## INSTRUCTIONS FOR THE TASK
Write out the passage of the comment thread below on mental health leave, beginning at the words "And perhaps a" and stopping after the words "from sick leave.".

## GIVEN TEXT
━━━━━━━━━━━━━━━━
Comment by aeternum
3 days ago
Sad.
And perhaps a controversial take but consider the counterfactual: Should it be illegal to fire employees that recent took mental health leave? Get a bad review or put on a PIP? It's already becoming a common strategy to immediately take mental health/sick leave.
> Should it be illegal to fire employees that recent took mental health leave?
In civilized countries it is illegal to fire someone on sick leave, and I highly doubt you’d get a permit to fire someone who just got back from sick leave.
> It's already becoming a common strategy
I've taken mental health leave (not due to a PIP) and my productivity before and after was significantly different. It was great for my employer that I took it. I'm quite sure I would've eventually ended up with a PIP if I hadn't taken it sooner myself, and the best remedy on a PIP would have been to take mental health leave. Not as a strategy as such, but literally because it would have been the best solution (and I think the only one).
Yes, exactly. Taking mental health leave should be seen as a positive step: an opportunity to overcome whatever difficulties you've been facing, leading to - amongst many other benefits - better performance at work.
━━━━━━━━━━━━━━━━
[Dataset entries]
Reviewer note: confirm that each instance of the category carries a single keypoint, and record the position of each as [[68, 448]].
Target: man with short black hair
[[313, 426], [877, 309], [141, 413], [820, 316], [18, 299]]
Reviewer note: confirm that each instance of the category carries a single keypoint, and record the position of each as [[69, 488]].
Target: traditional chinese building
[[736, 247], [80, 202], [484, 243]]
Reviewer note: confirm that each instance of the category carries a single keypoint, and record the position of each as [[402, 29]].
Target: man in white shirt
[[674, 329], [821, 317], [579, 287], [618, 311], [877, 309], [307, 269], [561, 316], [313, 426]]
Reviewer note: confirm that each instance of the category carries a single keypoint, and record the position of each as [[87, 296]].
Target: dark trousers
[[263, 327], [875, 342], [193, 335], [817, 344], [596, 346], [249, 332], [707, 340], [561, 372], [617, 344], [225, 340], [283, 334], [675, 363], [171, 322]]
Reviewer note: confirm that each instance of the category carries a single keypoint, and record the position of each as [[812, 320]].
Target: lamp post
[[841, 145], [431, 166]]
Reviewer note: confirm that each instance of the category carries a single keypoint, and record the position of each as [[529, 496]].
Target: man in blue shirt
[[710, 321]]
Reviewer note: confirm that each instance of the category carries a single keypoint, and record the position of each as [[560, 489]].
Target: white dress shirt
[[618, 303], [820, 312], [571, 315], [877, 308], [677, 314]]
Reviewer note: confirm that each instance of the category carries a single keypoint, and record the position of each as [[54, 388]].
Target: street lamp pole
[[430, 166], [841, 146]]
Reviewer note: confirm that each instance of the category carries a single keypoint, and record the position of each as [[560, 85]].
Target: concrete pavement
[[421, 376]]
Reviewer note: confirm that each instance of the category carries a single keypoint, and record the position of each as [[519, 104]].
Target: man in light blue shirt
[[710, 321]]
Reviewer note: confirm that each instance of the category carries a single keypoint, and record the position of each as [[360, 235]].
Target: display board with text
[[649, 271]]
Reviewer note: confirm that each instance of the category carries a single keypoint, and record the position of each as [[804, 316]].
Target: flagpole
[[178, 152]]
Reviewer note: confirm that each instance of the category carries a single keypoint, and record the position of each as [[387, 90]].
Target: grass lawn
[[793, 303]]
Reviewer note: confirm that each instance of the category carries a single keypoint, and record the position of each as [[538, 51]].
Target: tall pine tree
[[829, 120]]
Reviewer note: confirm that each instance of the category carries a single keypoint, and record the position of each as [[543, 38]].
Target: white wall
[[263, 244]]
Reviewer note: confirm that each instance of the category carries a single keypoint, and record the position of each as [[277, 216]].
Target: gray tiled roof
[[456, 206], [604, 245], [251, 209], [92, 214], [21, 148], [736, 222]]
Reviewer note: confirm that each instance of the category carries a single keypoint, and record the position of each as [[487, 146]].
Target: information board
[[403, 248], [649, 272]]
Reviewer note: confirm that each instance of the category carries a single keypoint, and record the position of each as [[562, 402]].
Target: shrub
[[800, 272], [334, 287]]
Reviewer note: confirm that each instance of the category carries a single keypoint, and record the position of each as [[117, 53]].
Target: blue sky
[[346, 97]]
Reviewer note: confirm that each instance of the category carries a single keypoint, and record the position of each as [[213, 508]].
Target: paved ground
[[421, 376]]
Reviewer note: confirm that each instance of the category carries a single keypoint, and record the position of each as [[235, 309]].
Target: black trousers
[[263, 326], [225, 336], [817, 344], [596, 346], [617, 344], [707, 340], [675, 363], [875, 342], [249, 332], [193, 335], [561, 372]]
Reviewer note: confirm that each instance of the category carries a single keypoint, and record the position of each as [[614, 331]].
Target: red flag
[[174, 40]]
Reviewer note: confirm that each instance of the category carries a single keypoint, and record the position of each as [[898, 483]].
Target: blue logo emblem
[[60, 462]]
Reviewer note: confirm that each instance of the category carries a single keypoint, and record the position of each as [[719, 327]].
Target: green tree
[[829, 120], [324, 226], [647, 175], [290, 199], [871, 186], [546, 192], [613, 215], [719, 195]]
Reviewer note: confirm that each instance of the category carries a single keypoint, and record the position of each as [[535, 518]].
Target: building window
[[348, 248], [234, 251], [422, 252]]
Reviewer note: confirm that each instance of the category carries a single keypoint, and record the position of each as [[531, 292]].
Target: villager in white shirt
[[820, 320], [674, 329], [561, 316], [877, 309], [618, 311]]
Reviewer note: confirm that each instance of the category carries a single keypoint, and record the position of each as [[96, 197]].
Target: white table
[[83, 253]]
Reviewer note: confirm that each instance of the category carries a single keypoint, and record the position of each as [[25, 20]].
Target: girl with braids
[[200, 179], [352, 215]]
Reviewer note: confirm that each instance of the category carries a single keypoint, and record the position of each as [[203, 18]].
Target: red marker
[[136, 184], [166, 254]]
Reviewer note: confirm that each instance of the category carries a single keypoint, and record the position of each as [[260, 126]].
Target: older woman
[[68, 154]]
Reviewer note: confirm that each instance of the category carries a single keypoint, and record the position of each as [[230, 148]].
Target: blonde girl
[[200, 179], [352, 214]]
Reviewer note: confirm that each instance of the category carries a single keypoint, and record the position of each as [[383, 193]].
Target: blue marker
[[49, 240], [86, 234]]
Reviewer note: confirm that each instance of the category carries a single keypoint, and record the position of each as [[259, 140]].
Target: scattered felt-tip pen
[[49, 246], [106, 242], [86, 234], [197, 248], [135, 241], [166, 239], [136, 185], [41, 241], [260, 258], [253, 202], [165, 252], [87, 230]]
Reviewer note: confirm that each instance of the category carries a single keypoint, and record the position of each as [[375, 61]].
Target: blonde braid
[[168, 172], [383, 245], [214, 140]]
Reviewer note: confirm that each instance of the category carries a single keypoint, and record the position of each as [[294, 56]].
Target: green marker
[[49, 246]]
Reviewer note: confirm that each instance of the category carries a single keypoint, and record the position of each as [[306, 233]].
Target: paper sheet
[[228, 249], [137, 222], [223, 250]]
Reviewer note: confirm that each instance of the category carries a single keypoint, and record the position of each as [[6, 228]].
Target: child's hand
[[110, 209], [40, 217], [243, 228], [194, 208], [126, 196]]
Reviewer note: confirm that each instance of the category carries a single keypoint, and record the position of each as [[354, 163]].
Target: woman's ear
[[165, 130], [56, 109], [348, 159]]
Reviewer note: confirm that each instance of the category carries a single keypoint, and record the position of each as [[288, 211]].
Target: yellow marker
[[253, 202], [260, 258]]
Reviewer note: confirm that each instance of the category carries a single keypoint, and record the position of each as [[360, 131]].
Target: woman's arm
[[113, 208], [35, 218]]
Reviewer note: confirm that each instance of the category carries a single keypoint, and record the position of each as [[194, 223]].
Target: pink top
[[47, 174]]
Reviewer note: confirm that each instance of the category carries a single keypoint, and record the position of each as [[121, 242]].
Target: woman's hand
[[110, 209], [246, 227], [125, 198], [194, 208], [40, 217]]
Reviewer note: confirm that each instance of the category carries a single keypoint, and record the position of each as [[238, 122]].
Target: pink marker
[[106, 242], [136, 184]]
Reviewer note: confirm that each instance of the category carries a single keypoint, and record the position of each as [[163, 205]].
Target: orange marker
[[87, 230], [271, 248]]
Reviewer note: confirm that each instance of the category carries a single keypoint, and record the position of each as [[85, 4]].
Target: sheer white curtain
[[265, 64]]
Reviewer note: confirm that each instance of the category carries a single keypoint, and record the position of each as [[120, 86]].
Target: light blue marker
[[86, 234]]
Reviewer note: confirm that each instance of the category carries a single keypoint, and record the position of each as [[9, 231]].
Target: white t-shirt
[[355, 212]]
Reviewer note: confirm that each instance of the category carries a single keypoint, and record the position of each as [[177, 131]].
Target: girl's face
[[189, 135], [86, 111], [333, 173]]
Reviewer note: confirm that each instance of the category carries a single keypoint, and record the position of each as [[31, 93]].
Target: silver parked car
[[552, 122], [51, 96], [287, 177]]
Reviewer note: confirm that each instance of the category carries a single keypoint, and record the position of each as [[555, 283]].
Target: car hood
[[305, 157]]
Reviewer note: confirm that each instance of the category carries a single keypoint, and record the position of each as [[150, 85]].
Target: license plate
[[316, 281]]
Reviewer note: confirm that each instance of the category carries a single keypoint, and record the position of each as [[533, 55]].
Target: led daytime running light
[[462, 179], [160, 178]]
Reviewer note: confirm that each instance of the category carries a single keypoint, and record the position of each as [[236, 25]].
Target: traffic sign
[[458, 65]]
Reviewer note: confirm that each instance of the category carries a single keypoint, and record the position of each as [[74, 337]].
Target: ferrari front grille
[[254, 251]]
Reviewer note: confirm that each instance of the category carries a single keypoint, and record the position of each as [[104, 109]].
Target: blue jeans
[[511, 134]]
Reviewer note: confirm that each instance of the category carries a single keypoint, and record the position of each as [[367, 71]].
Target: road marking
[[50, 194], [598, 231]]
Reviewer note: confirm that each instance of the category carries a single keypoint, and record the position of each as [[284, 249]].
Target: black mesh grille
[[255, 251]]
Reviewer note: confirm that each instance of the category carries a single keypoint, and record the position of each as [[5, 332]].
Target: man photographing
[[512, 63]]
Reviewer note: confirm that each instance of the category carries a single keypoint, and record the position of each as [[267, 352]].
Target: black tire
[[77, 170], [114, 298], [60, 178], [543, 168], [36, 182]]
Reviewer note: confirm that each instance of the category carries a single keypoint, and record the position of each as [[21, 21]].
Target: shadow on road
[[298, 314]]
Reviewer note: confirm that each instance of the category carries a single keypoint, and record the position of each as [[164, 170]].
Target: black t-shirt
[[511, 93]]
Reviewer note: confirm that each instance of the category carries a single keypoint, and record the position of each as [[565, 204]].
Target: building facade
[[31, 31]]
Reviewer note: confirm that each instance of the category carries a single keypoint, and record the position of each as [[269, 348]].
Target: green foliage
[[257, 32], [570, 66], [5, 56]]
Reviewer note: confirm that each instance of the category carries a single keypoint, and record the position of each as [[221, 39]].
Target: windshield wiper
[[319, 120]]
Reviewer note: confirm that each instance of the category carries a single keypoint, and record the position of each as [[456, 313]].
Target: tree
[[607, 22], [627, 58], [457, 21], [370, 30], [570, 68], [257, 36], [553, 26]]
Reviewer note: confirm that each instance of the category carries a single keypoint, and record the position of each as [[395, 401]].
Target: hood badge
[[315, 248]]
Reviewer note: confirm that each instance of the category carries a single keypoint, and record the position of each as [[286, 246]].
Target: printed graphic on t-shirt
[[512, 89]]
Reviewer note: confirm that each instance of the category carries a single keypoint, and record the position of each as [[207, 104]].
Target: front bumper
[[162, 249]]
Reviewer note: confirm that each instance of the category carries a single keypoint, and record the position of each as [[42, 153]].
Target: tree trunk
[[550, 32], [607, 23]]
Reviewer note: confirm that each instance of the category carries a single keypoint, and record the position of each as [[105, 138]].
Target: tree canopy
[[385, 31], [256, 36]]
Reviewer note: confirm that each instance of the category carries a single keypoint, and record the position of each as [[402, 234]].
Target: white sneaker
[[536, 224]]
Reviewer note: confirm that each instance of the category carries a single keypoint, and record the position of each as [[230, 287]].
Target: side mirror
━━━━━━━━━━━━━━━━
## ANSWER TO THIS TASK
And perhaps a controversial take but consider the counterfactual: Should it be illegal to fire employees that recent took mental health leave? Get a bad review or put on a PIP? It's already becoming a common strategy to immediately take mental health/sick leave.
> Should it be illegal to fire employees that recent took mental health leave?
In civilized countries it is illegal to fire someone on sick leave, and I highly doubt you’d get a permit to fire someone who just got back from sick leave.